• _EXERCISE DESCRIPTION_
Reproduce the listing below without any change.

>>

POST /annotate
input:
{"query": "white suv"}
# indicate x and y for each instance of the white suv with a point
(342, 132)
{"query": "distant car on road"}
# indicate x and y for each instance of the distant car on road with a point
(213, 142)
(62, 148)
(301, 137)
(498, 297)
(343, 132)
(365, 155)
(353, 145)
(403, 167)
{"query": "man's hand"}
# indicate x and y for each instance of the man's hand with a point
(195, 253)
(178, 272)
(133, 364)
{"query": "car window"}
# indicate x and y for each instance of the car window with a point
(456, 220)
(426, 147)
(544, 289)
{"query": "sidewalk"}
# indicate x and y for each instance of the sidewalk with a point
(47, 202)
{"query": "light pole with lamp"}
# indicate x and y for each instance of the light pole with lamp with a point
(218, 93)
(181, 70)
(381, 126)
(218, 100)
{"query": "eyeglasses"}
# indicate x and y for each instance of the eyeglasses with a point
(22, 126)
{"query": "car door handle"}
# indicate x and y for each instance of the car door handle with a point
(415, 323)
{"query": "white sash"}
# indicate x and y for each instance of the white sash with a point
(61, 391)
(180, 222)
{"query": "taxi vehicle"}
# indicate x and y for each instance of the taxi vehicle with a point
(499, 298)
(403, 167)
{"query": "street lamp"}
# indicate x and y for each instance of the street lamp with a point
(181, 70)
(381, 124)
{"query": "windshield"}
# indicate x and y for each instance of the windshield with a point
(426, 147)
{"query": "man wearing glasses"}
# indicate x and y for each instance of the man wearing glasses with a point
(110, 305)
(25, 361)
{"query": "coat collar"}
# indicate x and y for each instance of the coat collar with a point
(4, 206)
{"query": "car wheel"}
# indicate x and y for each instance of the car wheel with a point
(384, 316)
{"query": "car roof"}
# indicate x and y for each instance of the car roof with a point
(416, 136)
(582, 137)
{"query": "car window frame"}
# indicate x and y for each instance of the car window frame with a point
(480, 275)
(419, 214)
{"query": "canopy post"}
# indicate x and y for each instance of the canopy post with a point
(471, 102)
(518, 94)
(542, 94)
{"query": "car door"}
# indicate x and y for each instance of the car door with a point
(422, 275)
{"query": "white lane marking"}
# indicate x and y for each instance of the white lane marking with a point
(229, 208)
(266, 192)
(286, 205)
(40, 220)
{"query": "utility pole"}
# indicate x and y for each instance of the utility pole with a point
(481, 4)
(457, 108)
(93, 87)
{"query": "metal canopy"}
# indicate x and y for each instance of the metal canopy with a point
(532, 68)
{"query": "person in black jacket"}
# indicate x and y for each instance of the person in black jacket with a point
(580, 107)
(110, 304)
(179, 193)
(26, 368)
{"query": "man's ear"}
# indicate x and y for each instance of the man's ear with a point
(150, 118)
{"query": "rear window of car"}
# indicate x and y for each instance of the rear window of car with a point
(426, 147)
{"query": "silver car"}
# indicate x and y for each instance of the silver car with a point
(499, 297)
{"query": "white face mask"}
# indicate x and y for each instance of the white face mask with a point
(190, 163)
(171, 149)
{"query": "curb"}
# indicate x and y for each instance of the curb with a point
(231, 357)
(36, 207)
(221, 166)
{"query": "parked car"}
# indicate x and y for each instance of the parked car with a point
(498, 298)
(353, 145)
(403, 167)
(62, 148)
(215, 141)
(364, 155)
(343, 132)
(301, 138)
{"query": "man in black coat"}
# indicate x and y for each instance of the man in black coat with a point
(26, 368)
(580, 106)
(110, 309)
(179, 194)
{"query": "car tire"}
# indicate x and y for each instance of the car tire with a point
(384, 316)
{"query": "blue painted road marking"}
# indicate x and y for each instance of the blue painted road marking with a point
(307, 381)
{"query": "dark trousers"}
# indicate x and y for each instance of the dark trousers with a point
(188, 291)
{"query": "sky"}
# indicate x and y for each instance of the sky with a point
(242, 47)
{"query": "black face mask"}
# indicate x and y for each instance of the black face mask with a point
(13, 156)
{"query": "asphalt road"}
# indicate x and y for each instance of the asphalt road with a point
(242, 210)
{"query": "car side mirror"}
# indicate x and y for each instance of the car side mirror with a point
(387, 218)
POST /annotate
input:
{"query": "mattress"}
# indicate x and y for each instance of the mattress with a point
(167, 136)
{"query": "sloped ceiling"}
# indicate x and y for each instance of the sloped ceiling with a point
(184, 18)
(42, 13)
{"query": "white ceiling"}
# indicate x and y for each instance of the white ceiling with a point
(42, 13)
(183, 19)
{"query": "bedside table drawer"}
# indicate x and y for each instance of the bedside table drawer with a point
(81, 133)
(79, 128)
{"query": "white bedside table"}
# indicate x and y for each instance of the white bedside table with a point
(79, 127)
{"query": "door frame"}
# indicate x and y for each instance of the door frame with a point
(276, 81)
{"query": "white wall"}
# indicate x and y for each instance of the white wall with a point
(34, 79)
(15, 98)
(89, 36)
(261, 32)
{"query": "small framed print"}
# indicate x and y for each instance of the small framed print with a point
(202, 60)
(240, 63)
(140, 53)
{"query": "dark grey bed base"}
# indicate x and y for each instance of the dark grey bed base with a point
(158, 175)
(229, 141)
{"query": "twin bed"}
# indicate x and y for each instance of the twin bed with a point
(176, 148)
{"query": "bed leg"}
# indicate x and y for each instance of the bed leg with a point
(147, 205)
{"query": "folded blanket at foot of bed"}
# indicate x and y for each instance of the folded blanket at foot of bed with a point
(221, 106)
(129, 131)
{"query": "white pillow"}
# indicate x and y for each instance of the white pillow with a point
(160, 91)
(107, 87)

<<

• _FULL SOLUTION_
POST /annotate
input:
{"query": "white suv"}
# indicate x and y for each instance of the white suv with a point
(342, 132)
{"query": "distant car on road"}
# indicate x and y for each instance of the distant car on road with a point
(213, 142)
(62, 148)
(301, 137)
(498, 297)
(343, 132)
(365, 155)
(353, 145)
(403, 167)
{"query": "man's hand"}
# indicate x and y for each instance of the man's hand with a point
(195, 253)
(178, 272)
(133, 364)
{"query": "car window"}
# indicate x and y for each instance of the car window with a point
(456, 220)
(426, 147)
(544, 289)
{"query": "sidewalk"}
# indicate x and y for each instance of the sidewalk with a point
(47, 202)
{"query": "light pole with lamp"}
# indicate x and y for each instance of the light pole with lamp with a point
(218, 93)
(181, 70)
(381, 126)
(218, 100)
{"query": "eyeglasses"}
# indicate x and y for each instance of the eyeglasses with a point
(22, 126)
{"query": "car door handle"}
# indicate x and y for each instance of the car door handle with a point
(415, 323)
{"query": "white sash"}
# indicate x and y for each instance of the white sash with a point
(61, 391)
(180, 222)
{"query": "taxi vehicle"}
# indicate x and y for each instance of the taxi vehicle with a point
(499, 298)
(403, 167)
{"query": "street lamp"}
# indicate x and y for each instance of the street lamp with a point
(181, 70)
(381, 124)
{"query": "windshield"}
# indicate x and y for each instance of the windshield with a point
(426, 147)
{"query": "man wearing glasses"}
# indicate x and y for each instance of the man wearing glasses with a point
(110, 305)
(25, 361)
{"query": "coat collar"}
# indicate x and y for each instance of the coat collar with a point
(4, 206)
{"query": "car wheel"}
# indicate x and y for each instance of the car wheel with a point
(384, 316)
{"query": "car roof"}
# indicate x and y for each instance of the car roof with a point
(416, 136)
(582, 137)
{"query": "car window frame"}
# indicate x and y for each instance of the car window frame with a point
(480, 275)
(419, 214)
{"query": "canopy post"}
# indicate x and y for each instance of the canopy post with a point
(471, 102)
(518, 94)
(542, 94)
{"query": "car door"}
# indicate x and y for each instance of the car door with a point
(422, 275)
{"query": "white lane marking"}
# indicate x and y for each instance of the white lane marking with a point
(229, 208)
(266, 192)
(286, 205)
(40, 220)
{"query": "utility pole"}
# indicate x and y for each instance of the utility pole with a point
(481, 4)
(457, 108)
(93, 87)
{"query": "metal canopy"}
# indicate x and y for each instance of the metal canopy with a point
(532, 68)
{"query": "person in black jacket"}
# indicate x and y for each instance of the person in black jacket with a point
(580, 107)
(110, 304)
(179, 193)
(26, 368)
{"query": "man's ear"}
# indicate x and y for each instance of the man's ear with a point
(150, 118)
{"query": "rear window of car"}
# indicate x and y for each instance of the rear window of car with a point
(426, 147)
{"query": "silver car"}
# indicate x and y for each instance of the silver car with a point
(499, 297)
{"query": "white face mask"}
# indicate x and y for each instance of the white face mask with a point
(190, 163)
(171, 149)
{"query": "curb"}
# indicate x and y for each instance of the curb with a point
(231, 357)
(36, 207)
(221, 166)
{"query": "parked car"}
# indicate x and y for each instance of the parked car with a point
(498, 298)
(353, 145)
(403, 167)
(62, 148)
(215, 141)
(364, 155)
(343, 132)
(301, 138)
{"query": "man in black coat"}
# indicate x and y for each instance of the man in black coat with a point
(26, 368)
(580, 106)
(110, 309)
(179, 194)
{"query": "car tire"}
# indicate x and y for each instance of the car tire with a point
(384, 316)
{"query": "blue painted road marking"}
# indicate x and y for each instance of the blue painted road marking with a point
(307, 381)
{"query": "dark trousers"}
# indicate x and y for each instance of the dark trousers with a point
(188, 291)
{"query": "sky"}
# indicate x and y for each instance of the sky with a point
(242, 47)
{"query": "black face mask"}
# indicate x and y for each instance of the black face mask with a point
(13, 156)
{"query": "asphalt road"}
# indicate x and y for each instance of the asphalt road with a point
(242, 210)
{"query": "car side mirror"}
# indicate x and y for each instance of the car side mirror with a point
(387, 218)
POST /annotate
input:
{"query": "mattress"}
# indicate x and y for each instance of the mattress with a point
(167, 136)
{"query": "sloped ceiling"}
# indicate x and y for each instance of the sloped ceiling with a point
(184, 18)
(42, 13)
{"query": "white ceiling"}
# indicate x and y for each instance of the white ceiling with a point
(42, 13)
(183, 19)
{"query": "bedside table drawer"}
# indicate x and y for each instance of the bedside table drawer with a point
(81, 133)
(79, 128)
{"query": "white bedside table"}
# indicate x and y for each instance of the white bedside table with a point
(79, 127)
{"query": "door frame"}
# indicate x and y for each instance of the door frame with a point
(276, 81)
{"query": "white wall"}
# indicate x and y for each instance of the white wall with a point
(34, 79)
(15, 98)
(89, 36)
(261, 32)
{"query": "small framed print"}
# indicate x and y for each instance of the small framed print with a point
(202, 60)
(240, 63)
(140, 53)
{"query": "dark grey bed base"}
# indicate x and y for each instance of the dark grey bed base with a point
(158, 175)
(229, 141)
{"query": "twin bed"}
# indicate x and y for each instance of the twin bed with a point
(176, 148)
{"query": "bed leg"}
# indicate x and y for each instance of the bed leg with a point
(147, 205)
{"query": "folded blanket at foot of bed"}
# indicate x and y for each instance of the folded blanket at foot of bed with a point
(221, 106)
(129, 131)
{"query": "white pillow"}
# indicate x and y for each instance of the white pillow with a point
(160, 91)
(107, 87)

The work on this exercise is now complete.